** Data for this task follows **

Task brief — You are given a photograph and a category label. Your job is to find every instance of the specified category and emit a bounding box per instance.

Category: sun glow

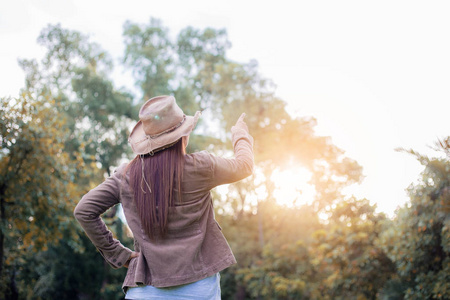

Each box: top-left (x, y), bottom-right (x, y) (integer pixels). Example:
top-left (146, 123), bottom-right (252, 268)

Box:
top-left (214, 165), bottom-right (316, 215)
top-left (270, 167), bottom-right (315, 208)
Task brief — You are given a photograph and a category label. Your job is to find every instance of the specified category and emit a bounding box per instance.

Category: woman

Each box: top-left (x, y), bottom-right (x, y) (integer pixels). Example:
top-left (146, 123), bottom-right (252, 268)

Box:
top-left (74, 95), bottom-right (254, 299)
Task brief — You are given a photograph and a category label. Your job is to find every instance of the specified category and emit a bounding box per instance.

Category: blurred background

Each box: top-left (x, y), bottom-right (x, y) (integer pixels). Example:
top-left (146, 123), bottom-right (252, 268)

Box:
top-left (0, 1), bottom-right (449, 299)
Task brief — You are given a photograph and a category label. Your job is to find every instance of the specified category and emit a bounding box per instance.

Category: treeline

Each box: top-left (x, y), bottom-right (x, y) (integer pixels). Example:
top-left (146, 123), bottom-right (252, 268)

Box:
top-left (0, 19), bottom-right (448, 299)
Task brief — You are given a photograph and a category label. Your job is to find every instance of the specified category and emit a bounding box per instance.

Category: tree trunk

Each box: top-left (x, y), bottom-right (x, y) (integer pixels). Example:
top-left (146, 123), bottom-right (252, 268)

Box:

** End of Data for this task **

Action item ▸
Word-for-word output of every record is needed, with images omitted.

Exercise solution ▸
Task brief — You are given a photograph and a category label. Your job is to find every instance of the specified category and emit a bounding box per instance.

Category: sun glow


Each box: top-left (x, y), bottom-right (x, y) (integer pixels). Example:
top-left (146, 123), bottom-right (252, 268)

Box:
top-left (214, 165), bottom-right (316, 215)
top-left (270, 167), bottom-right (315, 208)
Task brief — You are given a photograph and a category label. Your job is to find every instance of the specified category and emit a bounding box per instance.

Category: woman

Each box: top-left (x, y), bottom-right (x, y) (integer pixels). Example:
top-left (146, 123), bottom-right (252, 268)

Box:
top-left (74, 95), bottom-right (254, 299)
Task brief — You are given a photograph and a category label. Your job is to find every instance of the specified category and emit a bounding box per instance.

Category: blurred background

Each box: top-left (x, y), bottom-right (x, y) (integer pixels). Example:
top-left (146, 123), bottom-right (252, 268)

Box:
top-left (0, 1), bottom-right (449, 299)
Task brief — You are given a photograph and a category label. Your job is to find every instance of the specified category and emit a bounding box per instance.

Category: treeline

Each box: top-left (x, y), bottom-right (x, y) (integer pixels). Example:
top-left (146, 123), bottom-right (252, 268)

Box:
top-left (0, 19), bottom-right (448, 299)
Task brief — You are given a photograph and a category label. Your job is to find every instance of the specified category and emit a bounding box per instance.

Category: tree trunk

Each box: top-left (x, y), bottom-right (x, y) (integer pixels). Example:
top-left (146, 123), bottom-right (252, 268)

Box:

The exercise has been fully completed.